Stored records:
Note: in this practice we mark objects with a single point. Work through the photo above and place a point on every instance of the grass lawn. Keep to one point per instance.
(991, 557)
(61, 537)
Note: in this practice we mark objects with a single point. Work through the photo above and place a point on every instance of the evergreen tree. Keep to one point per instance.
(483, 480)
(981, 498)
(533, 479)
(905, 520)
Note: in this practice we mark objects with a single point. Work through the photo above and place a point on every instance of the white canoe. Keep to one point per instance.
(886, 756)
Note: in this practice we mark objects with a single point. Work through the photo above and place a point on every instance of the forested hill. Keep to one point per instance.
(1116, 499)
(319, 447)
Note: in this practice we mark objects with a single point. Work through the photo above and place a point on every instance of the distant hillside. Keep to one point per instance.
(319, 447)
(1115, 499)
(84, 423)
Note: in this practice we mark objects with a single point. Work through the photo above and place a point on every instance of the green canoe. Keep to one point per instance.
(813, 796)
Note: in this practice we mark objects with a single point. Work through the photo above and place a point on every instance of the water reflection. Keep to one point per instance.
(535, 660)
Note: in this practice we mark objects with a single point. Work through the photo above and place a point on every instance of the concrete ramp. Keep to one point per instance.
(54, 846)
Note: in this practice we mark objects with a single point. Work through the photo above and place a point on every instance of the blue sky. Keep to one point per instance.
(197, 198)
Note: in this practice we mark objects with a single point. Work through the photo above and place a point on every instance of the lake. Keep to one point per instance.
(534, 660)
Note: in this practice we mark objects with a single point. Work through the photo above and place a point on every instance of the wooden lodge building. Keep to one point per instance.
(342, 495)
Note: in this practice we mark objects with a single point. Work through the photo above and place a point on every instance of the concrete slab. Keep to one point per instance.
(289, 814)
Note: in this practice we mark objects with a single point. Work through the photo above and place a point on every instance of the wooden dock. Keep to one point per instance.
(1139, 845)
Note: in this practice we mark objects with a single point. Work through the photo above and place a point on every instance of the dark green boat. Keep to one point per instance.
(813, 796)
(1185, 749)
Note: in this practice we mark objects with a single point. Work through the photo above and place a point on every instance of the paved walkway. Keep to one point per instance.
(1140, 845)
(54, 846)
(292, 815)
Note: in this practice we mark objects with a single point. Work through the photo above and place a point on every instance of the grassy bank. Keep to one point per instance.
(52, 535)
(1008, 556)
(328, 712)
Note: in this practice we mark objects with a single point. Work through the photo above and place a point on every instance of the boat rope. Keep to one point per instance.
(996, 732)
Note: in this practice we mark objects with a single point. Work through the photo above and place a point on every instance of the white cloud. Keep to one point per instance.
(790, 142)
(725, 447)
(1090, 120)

Goal of the exercise:
The records above are to be written out again word for word.

Output for this exercise:
Note: in this practice we mark objects with a single point. Work through the photo above and place a point on every instance of the grass lawn. Keep to one point per instance.
(991, 557)
(61, 537)
Note: in this practice we mark objects with a single point. Work through the photo above and place a point on every instance of the evergreen tree. Keep to one point per instance.
(483, 480)
(981, 498)
(533, 479)
(905, 520)
Note: in this practice we mark objects with a single point. Work through the photo above and place a point on every instance of the white canoe. Keep to one point per instance.
(886, 756)
Note: in this practice we mark objects with a single point. Work through the photo above and place a point on every instance of the forested hill. Keep to one point per instance.
(1116, 499)
(319, 447)
Note: in this practice we mark objects with a single point. Work through the photo above and place a point on every instance of the distant hillside. Keep to one point per instance.
(319, 447)
(1115, 499)
(84, 423)
Note: in this practice we mark objects with a single point. Work through the photo above and place a point on every instance of the green canoe. Keep to one point per instance.
(813, 796)
Note: in this practice we mark objects with a single point. Work through the photo above and place a point on every instance of the water reflection. Keep to one point per instance.
(535, 660)
Note: in this practice we mark objects with a single point. Work through the photo above and place a point on every instance of the concrete ramp. Keep to one point per instance.
(54, 846)
Note: in this practice we mark objects with a single point. Work through the photo above and place a point on every instance of the blue sky. Keep to one point per instance.
(197, 198)
Note: in this practice we mark objects with a single point. Work through the photo above and place a point on every instance of the lake. Keep to one point per instance.
(534, 660)
Note: in this practice we mark objects with a single point. Work through the photo above and place a point on every instance of the wooden lodge building. Keep to one point per instance.
(342, 495)
Note: in this practice we mark objects with a single point. Work through the photo above and place a point on every instance of the concrete slab. Keep to one point per instance.
(289, 814)
Note: in this practice we mark objects with a single point. Work through the photo above and place a point on every instance of the wooden dock. Keep to one point per instance.
(1139, 845)
Note: in this practice we mark objects with a single point. Work through the photo above and place a point on every instance of the dark green boat. Keep to one point per instance.
(813, 796)
(1185, 749)
Note: in this practice we mark objects with a single point. Work through the photo above and place a point on every instance of the paved walkway. Keep to one point per instance.
(1140, 845)
(54, 846)
(292, 815)
Note: in this practice we mark objects with a single point. Work through the photo above and place a point on every instance of the grassy bank. Keep to one point per instance.
(52, 535)
(1008, 556)
(328, 712)
Note: in this practice we mark objects with a single point. Work through the photo above and place a point on every instance of the boat rope. Keep to one point per instance.
(996, 732)
Note: in this practice we mark objects with a single point. Work through the photo above and place a point on every instance of the white cloud. Keep to one point per instance.
(790, 142)
(725, 447)
(1090, 120)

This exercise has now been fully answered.